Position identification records

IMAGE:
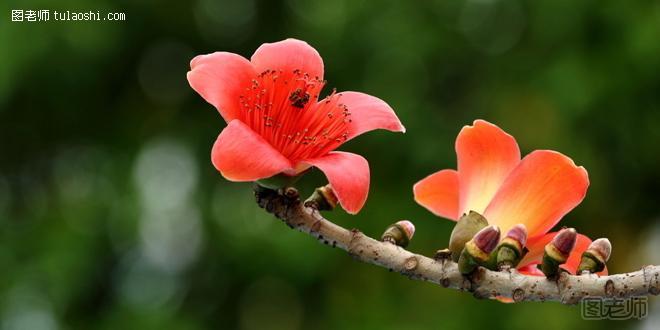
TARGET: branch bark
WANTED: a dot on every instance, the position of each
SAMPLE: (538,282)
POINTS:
(483,283)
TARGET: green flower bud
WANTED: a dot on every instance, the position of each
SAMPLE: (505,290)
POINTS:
(557,252)
(399,233)
(466,227)
(595,257)
(477,250)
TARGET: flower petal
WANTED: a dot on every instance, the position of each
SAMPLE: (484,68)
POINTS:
(348,175)
(438,193)
(538,193)
(486,155)
(288,55)
(220,78)
(240,154)
(535,254)
(368,113)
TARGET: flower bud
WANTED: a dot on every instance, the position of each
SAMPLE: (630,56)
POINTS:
(595,257)
(399,233)
(477,250)
(511,249)
(323,199)
(466,227)
(557,252)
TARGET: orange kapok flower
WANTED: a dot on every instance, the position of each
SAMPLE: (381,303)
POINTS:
(277,125)
(492,179)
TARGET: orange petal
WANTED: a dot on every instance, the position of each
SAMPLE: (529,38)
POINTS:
(438,193)
(348,175)
(220,78)
(240,154)
(535,254)
(538,193)
(486,154)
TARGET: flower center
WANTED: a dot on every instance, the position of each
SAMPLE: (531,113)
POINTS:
(277,106)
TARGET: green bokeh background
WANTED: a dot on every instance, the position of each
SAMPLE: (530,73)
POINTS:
(112,217)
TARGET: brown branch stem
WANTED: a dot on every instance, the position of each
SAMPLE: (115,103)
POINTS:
(483,283)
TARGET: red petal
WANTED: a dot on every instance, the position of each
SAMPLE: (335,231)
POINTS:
(438,193)
(348,175)
(220,78)
(288,55)
(538,193)
(535,254)
(368,113)
(486,155)
(240,154)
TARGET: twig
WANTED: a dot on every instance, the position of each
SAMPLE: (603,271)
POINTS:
(483,283)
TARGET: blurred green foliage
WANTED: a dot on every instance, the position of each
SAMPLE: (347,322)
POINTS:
(112,217)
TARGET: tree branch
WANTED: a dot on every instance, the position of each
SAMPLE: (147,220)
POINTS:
(483,283)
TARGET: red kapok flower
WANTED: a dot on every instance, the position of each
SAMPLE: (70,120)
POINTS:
(492,180)
(276,124)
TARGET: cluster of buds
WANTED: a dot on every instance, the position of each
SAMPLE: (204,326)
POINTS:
(474,243)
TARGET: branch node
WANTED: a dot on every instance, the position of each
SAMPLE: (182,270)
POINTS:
(518,295)
(609,288)
(410,264)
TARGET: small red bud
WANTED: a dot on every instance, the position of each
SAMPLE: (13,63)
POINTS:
(518,233)
(602,247)
(487,238)
(565,240)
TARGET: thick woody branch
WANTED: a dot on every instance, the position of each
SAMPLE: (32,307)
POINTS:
(483,283)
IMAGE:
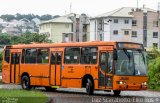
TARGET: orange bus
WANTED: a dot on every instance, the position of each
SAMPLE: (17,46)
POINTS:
(107,66)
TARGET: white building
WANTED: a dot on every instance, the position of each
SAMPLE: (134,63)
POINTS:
(127,24)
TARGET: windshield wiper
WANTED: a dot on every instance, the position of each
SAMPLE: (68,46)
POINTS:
(125,51)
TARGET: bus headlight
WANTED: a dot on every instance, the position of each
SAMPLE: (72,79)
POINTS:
(121,82)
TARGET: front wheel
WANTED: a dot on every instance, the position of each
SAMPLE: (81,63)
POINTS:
(25,82)
(50,89)
(116,92)
(89,87)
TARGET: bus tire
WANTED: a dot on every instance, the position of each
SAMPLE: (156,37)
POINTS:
(50,89)
(116,92)
(25,82)
(89,87)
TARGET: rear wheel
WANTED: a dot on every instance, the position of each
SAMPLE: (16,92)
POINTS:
(116,92)
(25,82)
(50,89)
(89,87)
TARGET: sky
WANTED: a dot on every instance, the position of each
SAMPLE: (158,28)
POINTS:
(61,7)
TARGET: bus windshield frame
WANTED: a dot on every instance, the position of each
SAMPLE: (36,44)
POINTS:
(130,61)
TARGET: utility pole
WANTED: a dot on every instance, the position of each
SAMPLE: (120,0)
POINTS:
(137,3)
(71,7)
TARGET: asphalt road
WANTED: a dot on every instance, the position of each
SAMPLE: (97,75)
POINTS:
(72,95)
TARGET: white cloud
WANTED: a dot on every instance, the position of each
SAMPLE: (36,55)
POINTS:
(58,7)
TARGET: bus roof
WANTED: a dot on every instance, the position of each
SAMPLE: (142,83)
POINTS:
(67,44)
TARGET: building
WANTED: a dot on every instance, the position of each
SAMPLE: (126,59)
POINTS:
(56,28)
(73,27)
(127,24)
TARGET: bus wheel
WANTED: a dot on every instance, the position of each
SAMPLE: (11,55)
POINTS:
(25,82)
(50,89)
(89,87)
(116,92)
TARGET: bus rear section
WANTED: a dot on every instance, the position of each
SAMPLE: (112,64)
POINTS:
(116,66)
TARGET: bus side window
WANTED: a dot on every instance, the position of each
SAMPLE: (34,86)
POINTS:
(23,56)
(43,56)
(7,55)
(72,55)
(30,56)
(53,58)
(59,58)
(89,55)
(110,62)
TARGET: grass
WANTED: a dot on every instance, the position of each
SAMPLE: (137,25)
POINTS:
(21,96)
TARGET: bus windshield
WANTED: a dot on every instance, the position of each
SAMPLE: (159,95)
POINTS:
(130,62)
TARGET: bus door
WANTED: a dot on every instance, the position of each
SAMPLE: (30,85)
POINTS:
(55,70)
(105,70)
(15,67)
(6,67)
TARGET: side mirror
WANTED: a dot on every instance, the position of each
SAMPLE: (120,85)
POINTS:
(115,54)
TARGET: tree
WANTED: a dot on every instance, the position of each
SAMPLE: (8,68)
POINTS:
(5,39)
(7,17)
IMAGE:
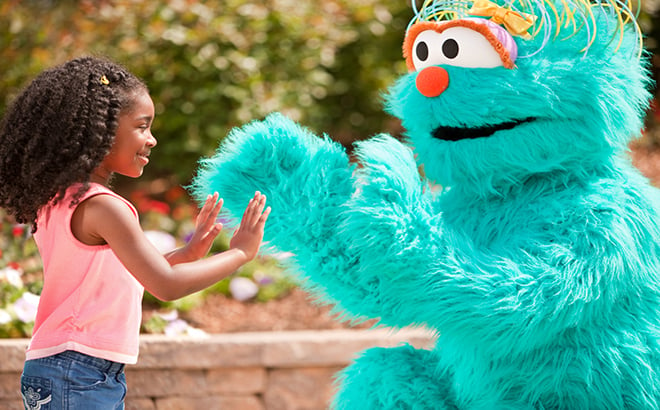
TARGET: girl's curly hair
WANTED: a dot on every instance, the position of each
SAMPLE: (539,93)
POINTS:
(58,130)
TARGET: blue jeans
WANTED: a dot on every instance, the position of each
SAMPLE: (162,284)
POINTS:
(73,381)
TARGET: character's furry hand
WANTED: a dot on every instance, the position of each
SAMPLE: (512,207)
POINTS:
(301,174)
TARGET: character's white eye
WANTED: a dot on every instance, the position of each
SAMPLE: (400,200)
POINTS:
(455,46)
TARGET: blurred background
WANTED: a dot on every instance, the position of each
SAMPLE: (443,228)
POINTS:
(210,66)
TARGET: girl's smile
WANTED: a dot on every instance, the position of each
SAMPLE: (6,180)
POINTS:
(133,141)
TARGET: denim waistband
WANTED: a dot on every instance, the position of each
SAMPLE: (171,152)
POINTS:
(106,366)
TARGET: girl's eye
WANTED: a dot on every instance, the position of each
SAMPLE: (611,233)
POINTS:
(455,46)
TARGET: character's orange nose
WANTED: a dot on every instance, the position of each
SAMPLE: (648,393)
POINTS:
(432,81)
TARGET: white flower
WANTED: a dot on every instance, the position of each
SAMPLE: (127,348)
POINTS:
(242,288)
(163,241)
(176,327)
(26,307)
(12,276)
(168,316)
(194,332)
(5,317)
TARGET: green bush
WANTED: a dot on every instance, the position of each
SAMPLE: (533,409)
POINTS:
(217,64)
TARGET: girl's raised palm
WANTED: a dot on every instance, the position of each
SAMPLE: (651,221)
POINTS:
(250,232)
(206,228)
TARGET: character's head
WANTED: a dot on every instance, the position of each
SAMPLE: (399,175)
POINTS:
(498,92)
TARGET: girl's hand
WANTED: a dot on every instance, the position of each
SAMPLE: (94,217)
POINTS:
(206,230)
(250,232)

WRITTEN REQUEST: Quote, without any change, each line from the one that contains "TARGET: character's white eye" through the end of the material.

RIGHT ANSWER:
TARGET: character's white eye
WANTED: a dot on every instance, the position of each
SAMPLE: (400,200)
POINTS:
(455,46)
TARGET: blurred background
WANTED: a dot on every instance, the position of each
SAMPLE: (443,228)
POINTS:
(210,66)
TARGET: girl's smile
WANTED: a dot on every instance, the position of each
SAMPLE: (6,180)
POINTS:
(133,141)
TARGET: denim waistband
WANTED: a dot on every instance, the position of each
SAMPLE: (171,152)
POINTS:
(106,366)
TARGET: girl's eye
WANTED: a dot on every instance, the position of each
SAMPLE: (611,233)
POINTS:
(455,46)
TARGET: character's orange nose
WANTED: a dot on every instance, the position of each
SAMPLE: (648,393)
POINTS:
(432,81)
TARGET: white flower
WANTED: a dot on every instance, the position of each
SAMPLE: (127,348)
POINTS:
(242,288)
(163,241)
(176,327)
(26,307)
(12,276)
(168,316)
(194,332)
(5,317)
TARGET: green bush
WANTED: a dot on every instance, the position of each
SAMPLE: (533,409)
POINTS:
(217,64)
TARGET: girl's raised palm
WANTED: a dot on every instance, the position of each
SAMPLE: (651,221)
POINTS:
(250,232)
(206,228)
TARGET: character's head
WANTED: a dot on every instance, the position of each
SAMPLE: (399,175)
POINTS:
(498,92)
TARGET: girl's hand
WANTED: a dot on every instance, the position of each
SAMPLE: (94,217)
POINTS:
(206,230)
(250,232)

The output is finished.